## TEXTO DE LEITURA:
══════

Não posso deixar de referir o trabalho de vozes que se encontra bom e carrega de intensidade a maior parte dos diálogos. Também o capitulo sonoro não foi descurado em Kingdom Come e as composições criadas para o jogo apontam claramente para os sons da época, com o recurso a instrumentos como flautas, violas e outros instrumentos clássicos. Muito boa a banda sonora que acompanha a aventura.

Sem dúvida que a Warhorse Studios fez os TPC nas aulas de História pois em Kingdom Come: Deliverance existe uma das melhores e maiores Enciclopédias Históricas que jamais algum jogo apresentou.

Por fim, dois pontos menos bons. É pena que não haja um sistema de personalização do nosso personagem pois acredito que poderia ter acrescentado muito mais correspondência intima entre o jogador e a própria história. Por outro lado, a inexistência de opção Gravar é pouco compreensível.

 

Veredicto

Desafio superado! A forma como Kingdom Come: Deliverance foi idealizado apresentava alguns desafios complicados a serem ultrapassados, referindo-me mais concretamente ao combate (especialmente na primeira pessoa). A WarHorse Studios ultrapassou-os com distinção resultando num jogo que se abre numa aventura rica, vasta e repleta de fatos históricos, apesar de alguns problemas que persistiram (dos quais as abruptas quebras de framerates são as mais notórias).

══════

## DADOS EXTRAÍDOS:
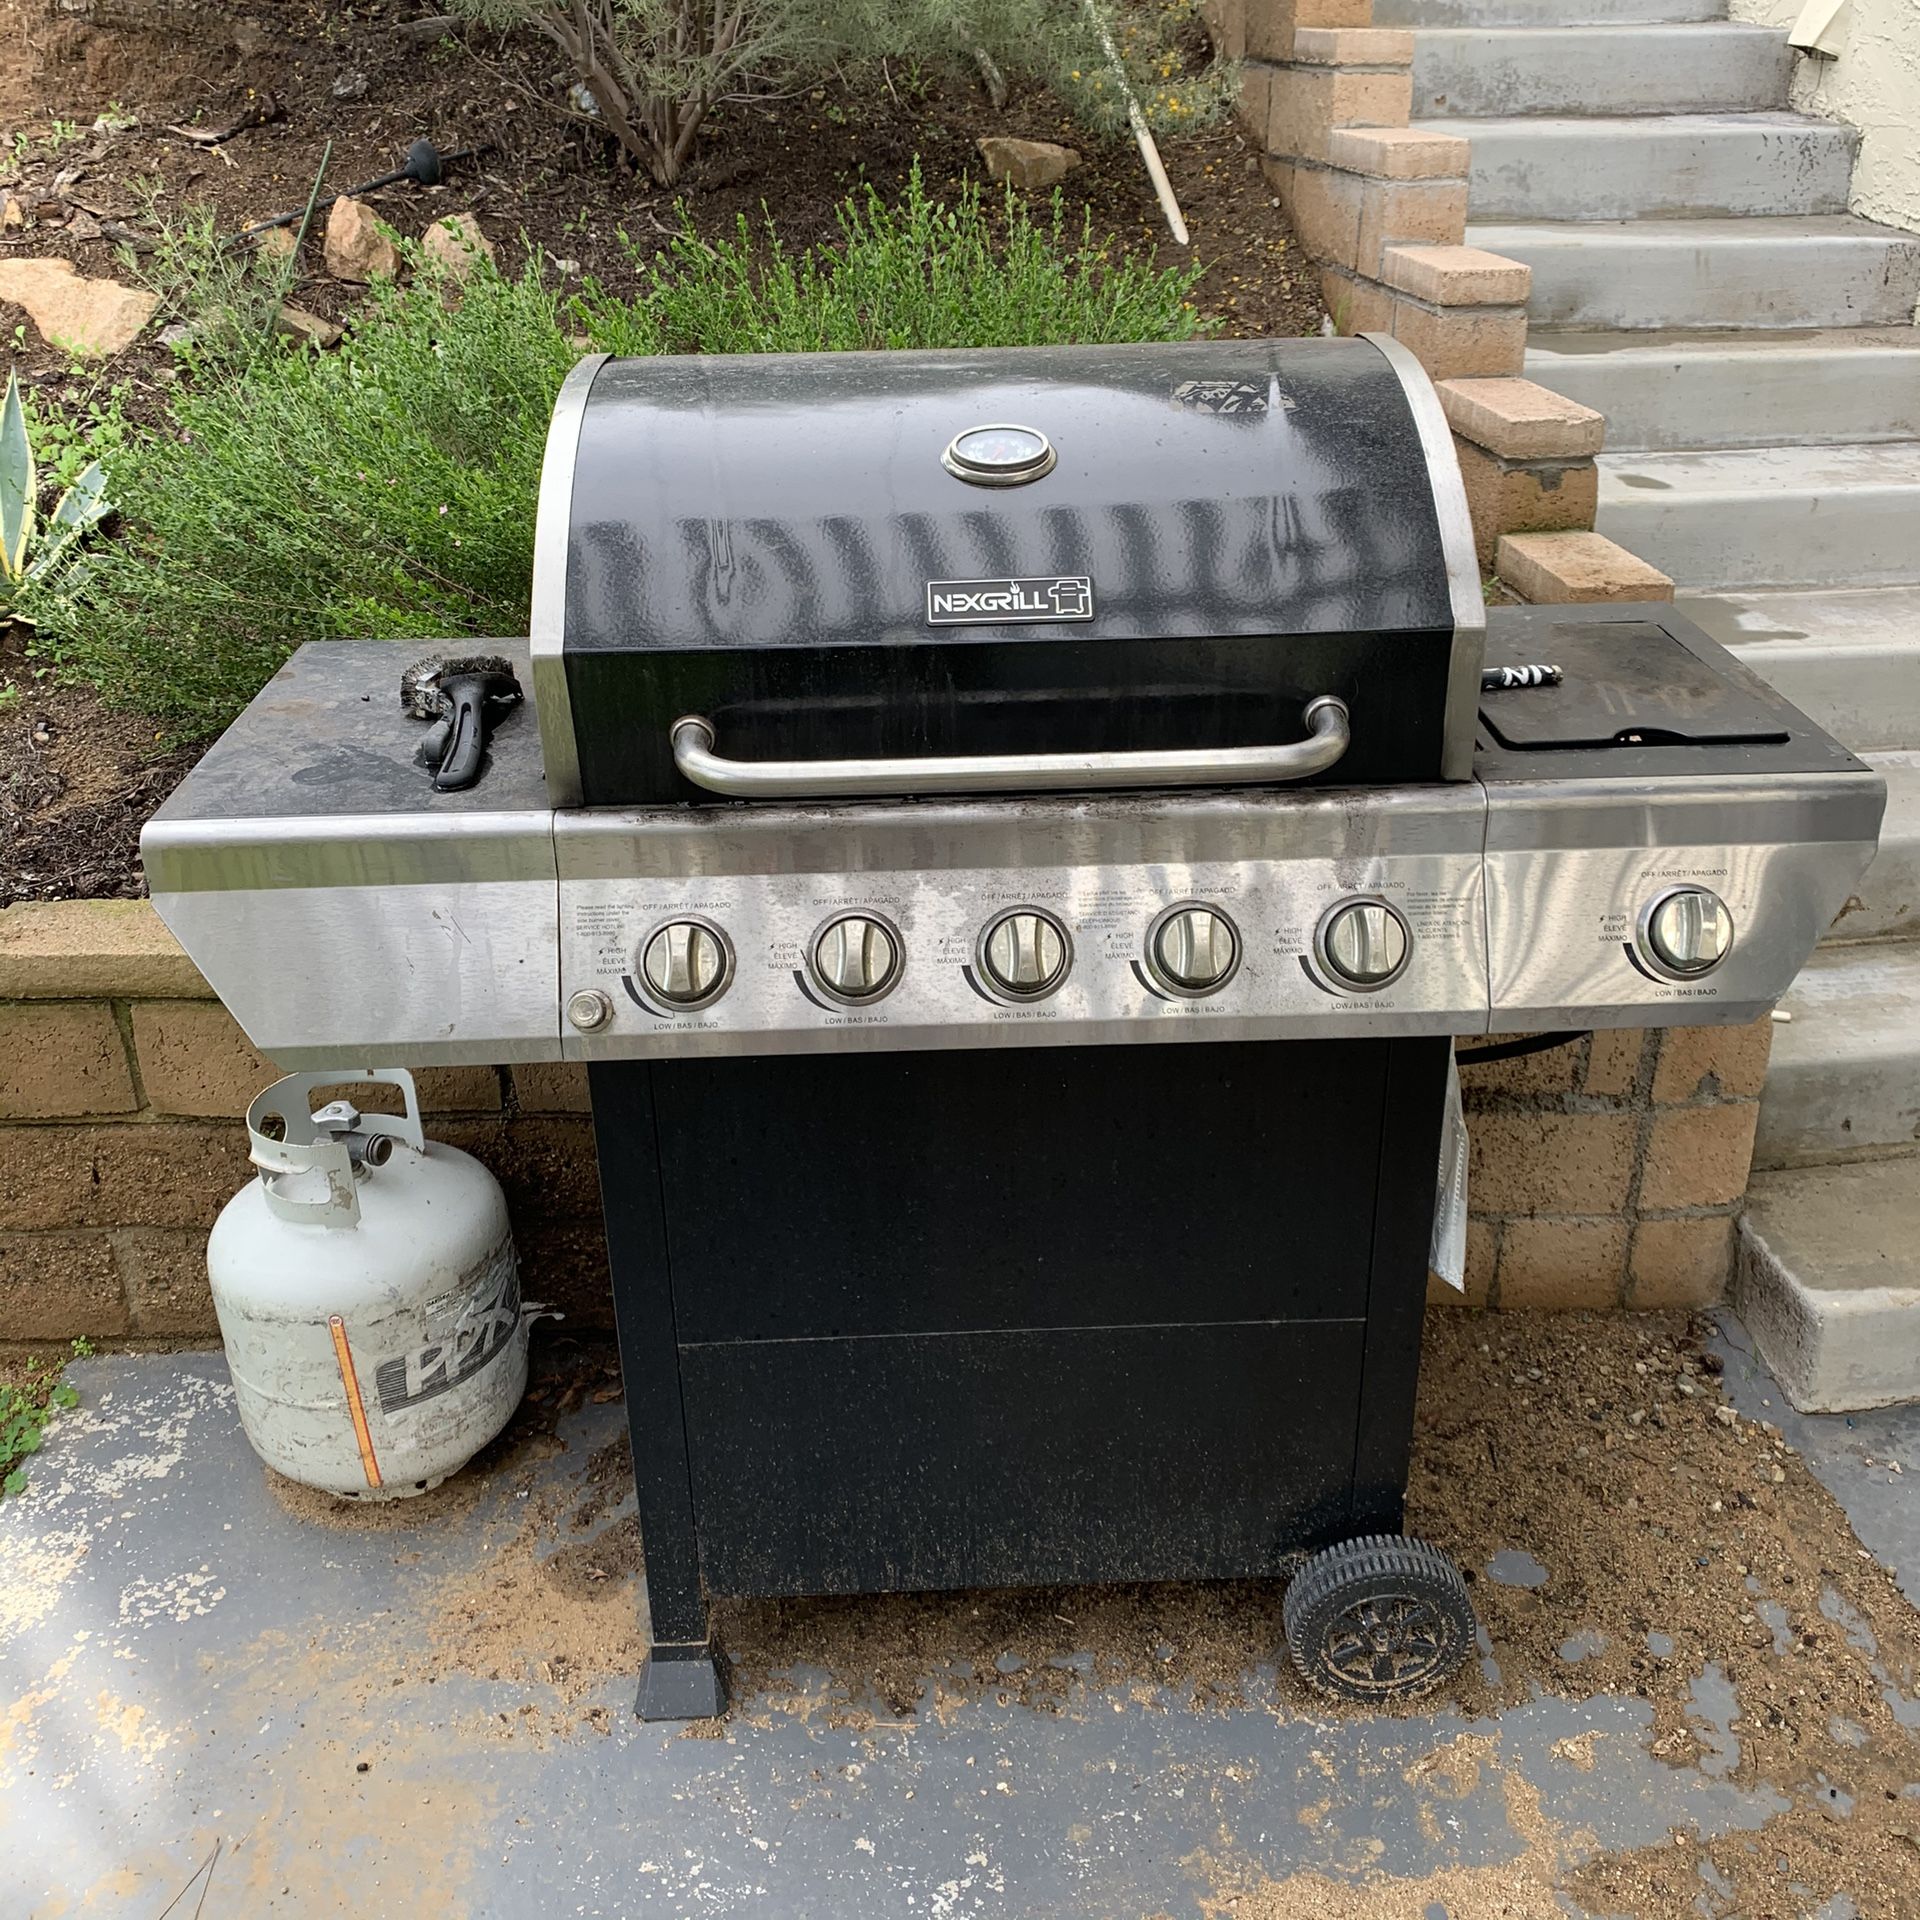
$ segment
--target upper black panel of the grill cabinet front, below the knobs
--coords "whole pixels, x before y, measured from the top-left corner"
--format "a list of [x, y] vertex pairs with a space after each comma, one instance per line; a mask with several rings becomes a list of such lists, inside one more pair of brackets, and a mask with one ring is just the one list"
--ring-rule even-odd
[[678, 1336], [1359, 1317], [1388, 1048], [655, 1064]]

══════

## TAREFA 1:
Traduza para inglês a frase "Por outro lado, a inexistência de opção Gravar é pouco compreensível.", retirada da análise de Kingdom Come: Deliverance.
## TAREFA 2:
Transcreva da análise de Kingdom Come: Deliverance todo o trecho que vai desde "Desafio superado! A" até "as mais notórias).", inclusive.
As entradas provêm de uma fonte distinta.

## RESPOSTA À TAREFA 1:
On the other hand, the absence of a Save option is hard to understand.

## RESPOSTA À TAREFA 2:
Desafio superado! A forma como Kingdom Come: Deliverance foi idealizado apresentava alguns desafios complicados a serem ultrapassados, referindo-me mais concretamente ao combate (especialmente na primeira pessoa). A WarHorse Studios ultrapassou-os com distinção resultando num jogo que se abre numa aventura rica, vasta e repleta de fatos históricos, apesar de alguns problemas que persistiram (dos quais as abruptas quebras de framerates são as mais notórias).